• [WHAT THE TASK REQUIRES]:
Your output must consist solely of the lines from the one containing "Point to the crowd" through the end of the records, reproduced exactly.

• [STORED RECORDS]:
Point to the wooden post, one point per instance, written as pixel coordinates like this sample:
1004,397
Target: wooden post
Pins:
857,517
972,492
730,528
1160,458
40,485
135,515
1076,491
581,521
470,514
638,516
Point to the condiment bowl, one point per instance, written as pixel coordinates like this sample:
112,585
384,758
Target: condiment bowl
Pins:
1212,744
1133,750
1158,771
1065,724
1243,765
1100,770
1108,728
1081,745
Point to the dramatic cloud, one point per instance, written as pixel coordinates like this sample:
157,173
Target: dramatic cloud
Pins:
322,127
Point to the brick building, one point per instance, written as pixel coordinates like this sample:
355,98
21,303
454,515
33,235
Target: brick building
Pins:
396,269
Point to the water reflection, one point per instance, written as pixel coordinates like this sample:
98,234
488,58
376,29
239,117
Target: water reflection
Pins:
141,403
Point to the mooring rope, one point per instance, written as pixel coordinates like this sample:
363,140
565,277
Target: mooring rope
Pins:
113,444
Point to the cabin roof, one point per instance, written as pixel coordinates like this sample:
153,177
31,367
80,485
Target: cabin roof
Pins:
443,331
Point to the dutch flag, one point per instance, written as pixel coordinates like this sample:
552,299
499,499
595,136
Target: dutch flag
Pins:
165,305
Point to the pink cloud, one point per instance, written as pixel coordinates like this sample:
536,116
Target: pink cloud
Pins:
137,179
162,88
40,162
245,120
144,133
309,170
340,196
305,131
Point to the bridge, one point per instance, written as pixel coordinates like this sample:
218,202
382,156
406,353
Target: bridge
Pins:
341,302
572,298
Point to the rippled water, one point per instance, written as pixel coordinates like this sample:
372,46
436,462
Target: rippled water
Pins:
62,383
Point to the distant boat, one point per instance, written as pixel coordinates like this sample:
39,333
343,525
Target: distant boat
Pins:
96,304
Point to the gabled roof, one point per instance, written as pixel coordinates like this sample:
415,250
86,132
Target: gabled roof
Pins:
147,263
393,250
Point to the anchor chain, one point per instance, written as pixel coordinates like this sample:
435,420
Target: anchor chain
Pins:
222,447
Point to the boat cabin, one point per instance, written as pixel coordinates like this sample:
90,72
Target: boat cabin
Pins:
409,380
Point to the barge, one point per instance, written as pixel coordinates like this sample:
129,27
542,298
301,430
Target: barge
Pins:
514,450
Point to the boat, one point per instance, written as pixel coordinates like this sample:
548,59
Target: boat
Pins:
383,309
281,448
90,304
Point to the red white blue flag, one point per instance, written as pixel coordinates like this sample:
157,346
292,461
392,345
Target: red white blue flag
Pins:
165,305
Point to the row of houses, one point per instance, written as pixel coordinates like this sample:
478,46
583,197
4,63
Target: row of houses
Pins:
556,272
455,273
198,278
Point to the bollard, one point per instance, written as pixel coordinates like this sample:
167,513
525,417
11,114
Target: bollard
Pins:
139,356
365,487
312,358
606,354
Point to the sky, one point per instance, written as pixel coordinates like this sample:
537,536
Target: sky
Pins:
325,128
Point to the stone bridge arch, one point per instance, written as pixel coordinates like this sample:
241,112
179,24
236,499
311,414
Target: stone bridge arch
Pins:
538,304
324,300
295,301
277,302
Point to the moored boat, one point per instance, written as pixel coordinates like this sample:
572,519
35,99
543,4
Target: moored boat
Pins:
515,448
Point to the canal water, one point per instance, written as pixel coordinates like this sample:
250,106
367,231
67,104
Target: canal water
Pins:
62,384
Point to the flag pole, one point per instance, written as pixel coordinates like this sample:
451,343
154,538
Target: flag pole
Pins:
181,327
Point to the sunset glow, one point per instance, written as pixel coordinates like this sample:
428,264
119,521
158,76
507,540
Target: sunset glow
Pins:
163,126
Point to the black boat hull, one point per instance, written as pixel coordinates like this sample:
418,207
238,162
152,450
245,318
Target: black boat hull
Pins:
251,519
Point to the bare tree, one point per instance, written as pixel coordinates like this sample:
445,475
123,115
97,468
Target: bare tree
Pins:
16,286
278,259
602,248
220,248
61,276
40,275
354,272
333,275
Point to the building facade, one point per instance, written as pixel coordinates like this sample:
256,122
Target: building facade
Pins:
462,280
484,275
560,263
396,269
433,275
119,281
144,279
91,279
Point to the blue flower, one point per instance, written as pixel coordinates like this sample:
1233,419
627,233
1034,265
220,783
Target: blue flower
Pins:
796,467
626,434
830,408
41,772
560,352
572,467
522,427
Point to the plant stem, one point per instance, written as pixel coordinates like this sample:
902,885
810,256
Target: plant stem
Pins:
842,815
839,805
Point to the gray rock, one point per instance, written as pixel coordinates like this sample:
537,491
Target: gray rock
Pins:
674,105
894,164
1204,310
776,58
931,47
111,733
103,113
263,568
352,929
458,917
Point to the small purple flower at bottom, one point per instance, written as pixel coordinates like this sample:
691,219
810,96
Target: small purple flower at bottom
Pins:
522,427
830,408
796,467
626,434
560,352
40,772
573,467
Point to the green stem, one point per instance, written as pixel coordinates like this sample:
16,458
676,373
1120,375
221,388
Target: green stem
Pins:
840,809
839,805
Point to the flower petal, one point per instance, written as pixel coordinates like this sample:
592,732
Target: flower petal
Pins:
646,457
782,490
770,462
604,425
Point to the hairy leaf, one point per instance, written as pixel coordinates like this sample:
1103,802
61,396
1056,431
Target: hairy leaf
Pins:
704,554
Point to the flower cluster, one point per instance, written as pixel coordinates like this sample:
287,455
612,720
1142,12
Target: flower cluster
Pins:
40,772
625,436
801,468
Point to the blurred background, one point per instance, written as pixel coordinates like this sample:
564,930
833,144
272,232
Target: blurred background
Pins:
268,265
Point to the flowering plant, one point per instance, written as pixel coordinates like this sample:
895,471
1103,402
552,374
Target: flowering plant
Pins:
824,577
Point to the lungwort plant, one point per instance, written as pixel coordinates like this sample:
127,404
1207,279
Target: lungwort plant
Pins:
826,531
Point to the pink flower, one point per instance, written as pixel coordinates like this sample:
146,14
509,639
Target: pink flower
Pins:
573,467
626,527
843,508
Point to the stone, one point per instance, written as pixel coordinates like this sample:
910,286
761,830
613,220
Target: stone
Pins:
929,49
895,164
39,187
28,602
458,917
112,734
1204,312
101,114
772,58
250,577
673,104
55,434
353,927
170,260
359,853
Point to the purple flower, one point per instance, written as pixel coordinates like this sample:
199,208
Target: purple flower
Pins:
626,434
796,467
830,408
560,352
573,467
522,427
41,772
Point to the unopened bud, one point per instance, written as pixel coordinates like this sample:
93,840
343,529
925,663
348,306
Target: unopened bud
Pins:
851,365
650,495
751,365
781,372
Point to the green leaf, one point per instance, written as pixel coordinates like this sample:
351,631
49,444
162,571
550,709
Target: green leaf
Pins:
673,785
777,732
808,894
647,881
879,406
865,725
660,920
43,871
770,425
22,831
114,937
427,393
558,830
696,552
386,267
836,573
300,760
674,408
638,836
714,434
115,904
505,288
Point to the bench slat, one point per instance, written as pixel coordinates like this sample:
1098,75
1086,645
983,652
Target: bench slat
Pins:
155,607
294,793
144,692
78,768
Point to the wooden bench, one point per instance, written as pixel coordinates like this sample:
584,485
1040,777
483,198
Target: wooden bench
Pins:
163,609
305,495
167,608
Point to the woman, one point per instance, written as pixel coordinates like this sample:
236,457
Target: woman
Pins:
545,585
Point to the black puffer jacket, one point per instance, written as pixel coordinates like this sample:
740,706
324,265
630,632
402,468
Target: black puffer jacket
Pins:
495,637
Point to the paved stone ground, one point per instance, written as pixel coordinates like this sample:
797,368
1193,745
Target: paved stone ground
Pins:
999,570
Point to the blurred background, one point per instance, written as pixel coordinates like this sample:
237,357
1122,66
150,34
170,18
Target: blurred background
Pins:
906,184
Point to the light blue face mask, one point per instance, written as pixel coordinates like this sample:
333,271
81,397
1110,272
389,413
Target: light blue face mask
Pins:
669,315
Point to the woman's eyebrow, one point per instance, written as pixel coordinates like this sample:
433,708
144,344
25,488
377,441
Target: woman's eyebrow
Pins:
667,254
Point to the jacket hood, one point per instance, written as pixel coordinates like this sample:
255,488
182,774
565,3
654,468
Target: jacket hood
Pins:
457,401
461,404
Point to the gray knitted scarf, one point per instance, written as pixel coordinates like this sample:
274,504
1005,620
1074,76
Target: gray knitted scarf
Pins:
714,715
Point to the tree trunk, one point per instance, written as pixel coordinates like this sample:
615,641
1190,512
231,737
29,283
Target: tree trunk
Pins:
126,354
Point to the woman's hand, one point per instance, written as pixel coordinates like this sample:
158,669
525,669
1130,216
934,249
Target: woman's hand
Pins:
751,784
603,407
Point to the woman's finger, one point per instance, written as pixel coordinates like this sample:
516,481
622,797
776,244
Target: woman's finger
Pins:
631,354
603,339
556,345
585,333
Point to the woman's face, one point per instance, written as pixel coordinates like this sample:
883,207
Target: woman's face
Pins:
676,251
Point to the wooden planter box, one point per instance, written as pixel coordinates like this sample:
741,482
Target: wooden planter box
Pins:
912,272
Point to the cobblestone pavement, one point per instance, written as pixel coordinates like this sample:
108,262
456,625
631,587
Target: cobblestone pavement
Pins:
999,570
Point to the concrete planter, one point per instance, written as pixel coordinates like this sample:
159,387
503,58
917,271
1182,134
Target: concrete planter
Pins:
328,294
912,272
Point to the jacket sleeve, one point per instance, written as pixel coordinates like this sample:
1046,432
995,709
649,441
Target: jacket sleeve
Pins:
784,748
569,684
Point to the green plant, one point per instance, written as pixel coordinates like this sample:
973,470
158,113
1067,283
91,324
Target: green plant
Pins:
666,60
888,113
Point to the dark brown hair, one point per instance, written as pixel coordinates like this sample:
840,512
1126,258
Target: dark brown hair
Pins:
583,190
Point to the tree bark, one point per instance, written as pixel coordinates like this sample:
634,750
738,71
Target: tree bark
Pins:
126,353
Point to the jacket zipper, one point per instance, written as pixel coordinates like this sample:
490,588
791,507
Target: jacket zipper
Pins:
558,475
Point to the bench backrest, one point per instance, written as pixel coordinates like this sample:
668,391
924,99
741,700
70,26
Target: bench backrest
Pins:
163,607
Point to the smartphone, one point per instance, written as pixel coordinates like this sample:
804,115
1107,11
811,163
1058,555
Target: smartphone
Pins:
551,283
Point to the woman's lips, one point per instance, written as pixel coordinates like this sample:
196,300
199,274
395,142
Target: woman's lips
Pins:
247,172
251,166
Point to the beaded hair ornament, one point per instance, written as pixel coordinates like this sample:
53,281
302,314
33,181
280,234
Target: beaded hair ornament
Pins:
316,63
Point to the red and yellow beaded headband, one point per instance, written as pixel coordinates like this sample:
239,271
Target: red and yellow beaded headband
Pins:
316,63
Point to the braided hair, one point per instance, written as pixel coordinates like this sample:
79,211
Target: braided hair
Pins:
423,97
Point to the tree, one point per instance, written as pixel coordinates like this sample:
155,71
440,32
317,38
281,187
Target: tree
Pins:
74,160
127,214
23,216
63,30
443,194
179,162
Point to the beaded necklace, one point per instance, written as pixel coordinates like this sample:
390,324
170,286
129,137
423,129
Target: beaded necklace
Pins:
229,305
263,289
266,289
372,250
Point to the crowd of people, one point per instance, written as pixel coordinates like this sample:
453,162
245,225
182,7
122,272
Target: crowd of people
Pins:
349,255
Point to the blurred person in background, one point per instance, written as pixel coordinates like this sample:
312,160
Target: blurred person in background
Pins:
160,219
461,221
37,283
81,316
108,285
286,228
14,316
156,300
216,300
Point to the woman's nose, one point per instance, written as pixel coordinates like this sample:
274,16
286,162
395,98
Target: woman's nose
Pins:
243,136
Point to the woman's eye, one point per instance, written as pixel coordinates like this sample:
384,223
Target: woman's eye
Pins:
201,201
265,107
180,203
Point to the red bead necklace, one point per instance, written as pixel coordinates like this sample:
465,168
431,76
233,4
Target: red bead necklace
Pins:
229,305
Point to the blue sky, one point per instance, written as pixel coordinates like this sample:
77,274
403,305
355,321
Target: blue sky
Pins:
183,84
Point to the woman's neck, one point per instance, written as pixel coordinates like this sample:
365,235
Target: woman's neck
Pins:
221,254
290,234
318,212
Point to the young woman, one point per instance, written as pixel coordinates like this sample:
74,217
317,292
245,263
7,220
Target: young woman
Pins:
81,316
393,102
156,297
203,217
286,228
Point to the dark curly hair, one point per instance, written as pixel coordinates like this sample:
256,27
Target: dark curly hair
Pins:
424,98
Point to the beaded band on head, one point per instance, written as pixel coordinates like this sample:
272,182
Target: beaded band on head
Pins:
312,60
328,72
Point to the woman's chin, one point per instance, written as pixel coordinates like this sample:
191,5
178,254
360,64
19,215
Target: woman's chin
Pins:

• [EXERCISE ANSWER]:
Point to the crowd of people, one point per instance, written as pixel coordinates like this sample:
453,162
245,225
182,7
122,272
Target: crowd of people
Pins:
349,255
Point to the blurred person in background, one point per instance, written as pixel coordinates like this sample:
312,160
Target: blurred person in background
Pins:
160,219
461,221
37,283
81,316
108,285
286,228
14,316
156,300
216,300
Point to the woman's nose, one point per instance, written as pixel coordinates like this sample:
274,16
286,162
395,98
Target: woman's nose
Pins:
243,136
Point to the woman's eye, one point per instance, written as pixel coordinates like this sample:
384,223
Target: woman's eye
Pins:
201,201
265,107
180,203
Point to the red bead necklace, one point per instance, written as pixel coordinates like this sample:
465,168
431,76
233,4
Target: red bead necklace
Pins:
229,305
Point to the blue sky, one point per instance, written as pixel coordinates like this sample:
77,274
403,305
355,321
Target: blue sky
Pins:
183,84
Point to the woman's neck, one point per instance, written as pixel coordinates like this sample:
365,235
Target: woman's neck
Pins:
221,254
290,234
318,212
Point to the young woman, one point per instance, written as pixel coordinates like this sample:
74,217
317,292
245,263
7,220
Target: young woman
Pins:
81,316
393,102
156,297
203,217
286,228
Point to the dark curly hair, one point per instance, written as pixel coordinates like this sample:
256,27
Target: dark curly hair
Pins:
424,98
Point to the beaded band on head, one point per instance, written as pixel coordinates like this sample:
272,182
Target: beaded band on head
Pins:
312,60
328,72
Point to the woman's chin, one point per instance, written as pixel coordinates like this sample:
191,5
178,254
360,64
19,215
Target: woman's chin
Pins:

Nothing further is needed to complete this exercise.